Photos that detail what may be seen as normal to some, but are nostalgic and meaningful to others, and showing the diversity and connection people have with one another, are now being displayed at the SG Heart Map HomeScapes Photography Exhibition.

The exhibition at Blk 99 Old Airport Road was launched yesterday and will be held until July 5. It comprises photos by five photographers along with some works presented by students from the Raffles Girls’ School Photographic Society, who also documented their stories of home through their eyes.

Guest of honour Emeritus Senior Minister Goh Chok Tong said the exhibition was fascinating because the photographers captured and gave meaning to day-to-day activities and items. “The photographs have managed to capture the spirit of home and the meaning of the community around us ... (The exhibition) has captured the emotions and not just the physical infrastructure of Singapore,” he said.

Singapore International Photography Festival director Gwen Lee, who curated the exhibition, said she wanted to bring out the diversity and unique characteristics of the Singapore home.

Each photographer created a different aspect of that. One depicted animals and insects in urban areas, looking at how creatures co-exist with humans here. Another showed portraits of families in their flat, providing insight into how people live and serving as a record for future generations.

Photographer George Wong, 37, said he wanted to capture views from homes within Singapore, a personal space others do not usually get to see.

Views can be diverse, interesting and can even evoke nostalgia in others who remember that view from long ago or reminisce on how things have changed rapidly, he noted.

Mr Ang Song Nian, 32, whose series A Million Stories of Us shows the collections and personal memories in the display cabinets of several households, visited 25 households over two months before six photos were chosen for the exhibition.

Display cabinets tend to be a space where people put things important to them or tell of vital events in their lives, but are also neglected and unnoticed until people call attention to them, he said. “I wanted to look at the portrayal of individual stories but through inanimate objects, such as the things we collect, which in turn affects the space we live in. So it’s always about the story of people told through the things they possess,” he said.

------------------------

> _GIVEN TASK_:
Copy the part of the article on the photography exhibition starting with "The exhibition at" and going on through "through their eyes.". The items that follow have nothing to do with this exercise.

------------------------

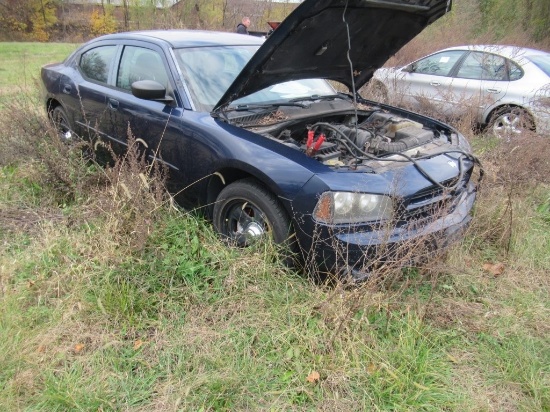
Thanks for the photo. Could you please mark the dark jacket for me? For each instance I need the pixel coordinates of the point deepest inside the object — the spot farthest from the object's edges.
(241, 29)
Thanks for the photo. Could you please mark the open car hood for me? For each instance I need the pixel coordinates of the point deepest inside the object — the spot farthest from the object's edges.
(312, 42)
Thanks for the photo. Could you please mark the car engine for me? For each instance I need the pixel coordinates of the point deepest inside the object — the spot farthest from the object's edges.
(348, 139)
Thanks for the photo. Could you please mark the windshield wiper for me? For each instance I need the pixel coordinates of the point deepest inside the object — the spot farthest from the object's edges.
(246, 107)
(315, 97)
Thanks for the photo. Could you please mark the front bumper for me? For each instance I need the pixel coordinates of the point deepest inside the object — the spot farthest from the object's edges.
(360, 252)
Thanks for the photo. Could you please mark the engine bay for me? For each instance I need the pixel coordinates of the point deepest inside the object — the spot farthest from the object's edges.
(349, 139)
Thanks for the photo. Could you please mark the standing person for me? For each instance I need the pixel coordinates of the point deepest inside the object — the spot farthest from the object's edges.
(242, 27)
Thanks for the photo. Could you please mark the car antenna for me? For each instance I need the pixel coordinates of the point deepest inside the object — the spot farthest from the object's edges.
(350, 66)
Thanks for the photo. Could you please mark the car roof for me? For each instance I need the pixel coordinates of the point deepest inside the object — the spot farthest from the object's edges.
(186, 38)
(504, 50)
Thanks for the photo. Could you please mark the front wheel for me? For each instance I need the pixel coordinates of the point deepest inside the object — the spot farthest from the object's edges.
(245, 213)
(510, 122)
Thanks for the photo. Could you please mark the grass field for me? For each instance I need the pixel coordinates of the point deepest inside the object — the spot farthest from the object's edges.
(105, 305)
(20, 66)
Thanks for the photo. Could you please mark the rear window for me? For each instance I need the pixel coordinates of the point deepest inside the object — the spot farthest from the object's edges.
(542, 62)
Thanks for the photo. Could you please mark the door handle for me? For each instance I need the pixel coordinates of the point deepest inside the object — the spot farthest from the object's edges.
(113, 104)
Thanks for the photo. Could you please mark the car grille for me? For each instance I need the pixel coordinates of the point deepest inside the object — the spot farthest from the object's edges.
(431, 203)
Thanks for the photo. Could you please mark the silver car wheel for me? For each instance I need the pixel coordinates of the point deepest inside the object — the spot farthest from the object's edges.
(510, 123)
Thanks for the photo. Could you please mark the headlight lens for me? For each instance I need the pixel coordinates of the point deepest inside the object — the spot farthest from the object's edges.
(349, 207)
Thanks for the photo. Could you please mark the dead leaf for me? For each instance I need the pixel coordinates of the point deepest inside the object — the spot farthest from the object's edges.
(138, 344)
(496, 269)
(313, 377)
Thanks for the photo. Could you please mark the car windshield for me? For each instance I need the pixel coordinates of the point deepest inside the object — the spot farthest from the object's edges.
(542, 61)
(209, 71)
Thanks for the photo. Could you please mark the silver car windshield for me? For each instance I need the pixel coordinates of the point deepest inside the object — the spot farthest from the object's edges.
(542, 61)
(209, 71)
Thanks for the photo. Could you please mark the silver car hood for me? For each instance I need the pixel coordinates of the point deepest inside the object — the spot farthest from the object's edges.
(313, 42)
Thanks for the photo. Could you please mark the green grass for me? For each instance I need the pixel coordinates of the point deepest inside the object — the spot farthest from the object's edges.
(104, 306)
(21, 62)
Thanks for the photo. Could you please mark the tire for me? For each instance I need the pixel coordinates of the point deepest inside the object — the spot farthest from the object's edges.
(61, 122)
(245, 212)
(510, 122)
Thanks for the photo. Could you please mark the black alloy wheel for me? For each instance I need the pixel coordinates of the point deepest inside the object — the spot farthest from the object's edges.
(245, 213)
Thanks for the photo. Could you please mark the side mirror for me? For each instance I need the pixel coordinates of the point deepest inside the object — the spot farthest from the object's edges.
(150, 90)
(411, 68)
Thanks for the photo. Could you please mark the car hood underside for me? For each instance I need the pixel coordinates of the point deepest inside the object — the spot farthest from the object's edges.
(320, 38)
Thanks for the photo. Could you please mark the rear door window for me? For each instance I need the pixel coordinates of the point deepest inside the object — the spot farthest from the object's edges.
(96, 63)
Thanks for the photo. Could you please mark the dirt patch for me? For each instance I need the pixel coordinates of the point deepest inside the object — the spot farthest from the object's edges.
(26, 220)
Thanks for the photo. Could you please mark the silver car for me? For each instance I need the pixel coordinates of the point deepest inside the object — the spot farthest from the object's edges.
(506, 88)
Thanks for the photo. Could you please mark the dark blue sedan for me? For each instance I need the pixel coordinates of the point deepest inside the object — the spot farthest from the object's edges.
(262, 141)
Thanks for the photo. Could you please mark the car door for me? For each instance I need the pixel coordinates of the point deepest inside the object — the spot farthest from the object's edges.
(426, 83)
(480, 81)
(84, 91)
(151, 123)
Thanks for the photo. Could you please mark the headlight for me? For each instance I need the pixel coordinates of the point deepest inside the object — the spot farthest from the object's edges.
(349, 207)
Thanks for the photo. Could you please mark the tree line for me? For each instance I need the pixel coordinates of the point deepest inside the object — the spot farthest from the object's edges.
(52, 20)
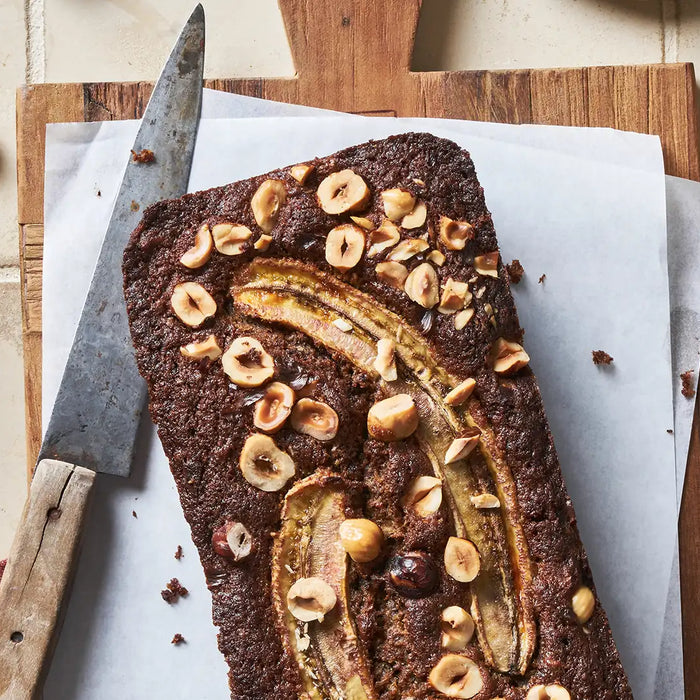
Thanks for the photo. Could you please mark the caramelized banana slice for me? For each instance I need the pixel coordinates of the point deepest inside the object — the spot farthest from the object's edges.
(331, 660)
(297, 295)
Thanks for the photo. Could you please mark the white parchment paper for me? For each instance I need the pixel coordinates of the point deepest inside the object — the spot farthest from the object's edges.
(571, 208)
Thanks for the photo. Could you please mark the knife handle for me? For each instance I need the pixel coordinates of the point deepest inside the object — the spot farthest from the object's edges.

------------------------

> _RESPONSE FOR THIS EXERCISE_:
The exhibition at Blk 99 Old Airport Road was launched yesterday and will be held until July 5. It comprises photos by five photographers along with some works presented by students from the Raffles Girls’ School Photographic Society, who also documented their stories of home through their eyes.